Your goal: Convert each line of the entries below into a JSON list of strings, one string per line, omitting any blank lines.

Input material:
start
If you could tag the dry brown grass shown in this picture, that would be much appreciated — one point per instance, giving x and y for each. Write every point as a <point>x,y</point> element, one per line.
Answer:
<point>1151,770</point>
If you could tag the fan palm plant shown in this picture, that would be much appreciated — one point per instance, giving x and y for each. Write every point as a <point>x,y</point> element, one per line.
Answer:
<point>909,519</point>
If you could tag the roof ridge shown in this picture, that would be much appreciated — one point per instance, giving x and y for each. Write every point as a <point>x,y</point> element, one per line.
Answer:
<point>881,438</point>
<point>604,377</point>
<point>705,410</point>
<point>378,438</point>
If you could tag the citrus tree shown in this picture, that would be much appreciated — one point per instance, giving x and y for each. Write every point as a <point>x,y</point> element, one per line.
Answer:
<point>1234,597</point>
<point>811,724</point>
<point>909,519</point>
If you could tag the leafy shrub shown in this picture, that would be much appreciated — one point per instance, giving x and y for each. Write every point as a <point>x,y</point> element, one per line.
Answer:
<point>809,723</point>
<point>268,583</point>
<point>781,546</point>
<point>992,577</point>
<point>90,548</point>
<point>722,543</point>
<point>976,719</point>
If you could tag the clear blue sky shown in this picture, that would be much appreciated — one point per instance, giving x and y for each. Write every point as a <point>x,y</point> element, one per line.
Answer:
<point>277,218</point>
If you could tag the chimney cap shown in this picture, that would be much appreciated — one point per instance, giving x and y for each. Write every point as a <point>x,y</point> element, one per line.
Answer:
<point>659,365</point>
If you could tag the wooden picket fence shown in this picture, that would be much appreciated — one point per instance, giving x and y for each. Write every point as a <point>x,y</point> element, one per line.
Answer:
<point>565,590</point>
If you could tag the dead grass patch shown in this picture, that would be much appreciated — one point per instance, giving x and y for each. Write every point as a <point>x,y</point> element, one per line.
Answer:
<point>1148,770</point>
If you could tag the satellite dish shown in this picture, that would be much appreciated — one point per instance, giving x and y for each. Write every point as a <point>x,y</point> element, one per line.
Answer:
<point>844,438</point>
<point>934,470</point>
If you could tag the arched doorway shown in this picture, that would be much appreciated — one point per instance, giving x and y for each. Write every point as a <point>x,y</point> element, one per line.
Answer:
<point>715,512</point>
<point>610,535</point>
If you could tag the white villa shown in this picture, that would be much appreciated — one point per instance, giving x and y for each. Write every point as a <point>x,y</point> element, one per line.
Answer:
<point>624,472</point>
end
Correct answer:
[
  "If you could tag the dry brown grass shown in this picture, that would be much appreciated — one point per instance, giving x and y for each. Write every point as a <point>x,y</point> element, one per line.",
  "Answer:",
  "<point>1151,770</point>",
  "If you could tag the fan palm plant shown in this picture, that would be much appreciated — one point per instance, giving x and y for each. Write every point as a <point>x,y</point> element, one per line.",
  "Answer:",
  "<point>909,519</point>",
  "If you could tag the roof ridge shown in this picture, that would be much appreciated — one point per instance, giving x and y for each. Write every point as a <point>x,y</point> element, one per line.",
  "Answer:",
  "<point>881,438</point>",
  "<point>604,377</point>",
  "<point>705,410</point>",
  "<point>378,438</point>",
  "If you could tag the citrus tree shown in this picture, that would be much appreciated — one point per instance, giving x and y for each. Write every point as a <point>x,y</point> element, one per line.",
  "Answer:",
  "<point>1234,597</point>",
  "<point>811,724</point>",
  "<point>909,519</point>",
  "If you could tag the leafy shrub shown in this picture, that would be much appreciated — one point per instance, giving x and y for each. Write every point as a <point>x,y</point> element, one per line.",
  "Answer:",
  "<point>809,723</point>",
  "<point>268,583</point>",
  "<point>781,546</point>",
  "<point>992,577</point>",
  "<point>90,548</point>",
  "<point>722,543</point>",
  "<point>976,719</point>",
  "If you could tag the clear blue sky shown in this picture, that would be much appreciated — one point per instance, giving x and y for each. Write every point as a <point>x,y</point> element, one per line.",
  "Answer:",
  "<point>277,218</point>",
  "If you could tag the chimney cap shown in this picture, that would be much appreciated — one point per instance, giving x and y for each. Write every point as a <point>x,y</point> element, one per line.",
  "Answer:",
  "<point>659,365</point>",
  "If you could tag the wooden picket fence shown in this picture, that would be much appreciated — one point per instance, giving x and y for each. Write every point as a <point>x,y</point> element, one per line.",
  "Answer:",
  "<point>565,590</point>",
  "If you could tag the dead grass patch shown in this picture, that would be much appreciated — one point per instance, giving x and y for each. Write every point as a <point>x,y</point> element, one per line.",
  "Answer:",
  "<point>1148,770</point>",
  "If you could tag the satellite dish shown in this picture, that would be much appreciated — one point per instance, giving x and y for each. Write every point as a <point>x,y</point> element, one per line.",
  "Answer:",
  "<point>844,438</point>",
  "<point>934,470</point>",
  "If you could tag the arched doorway shown in this picture, that would be much appreciated — one point per instance, giving x and y for each. Write every point as a <point>x,y</point> element, one per line.",
  "Answer:",
  "<point>715,512</point>",
  "<point>610,535</point>",
  "If you could tag the white villa shown in this picture, that would be much appreciated — one point per instance, giving x and y for each. Write every point as a <point>x,y</point> element, one per line.",
  "Answer:",
  "<point>624,472</point>"
]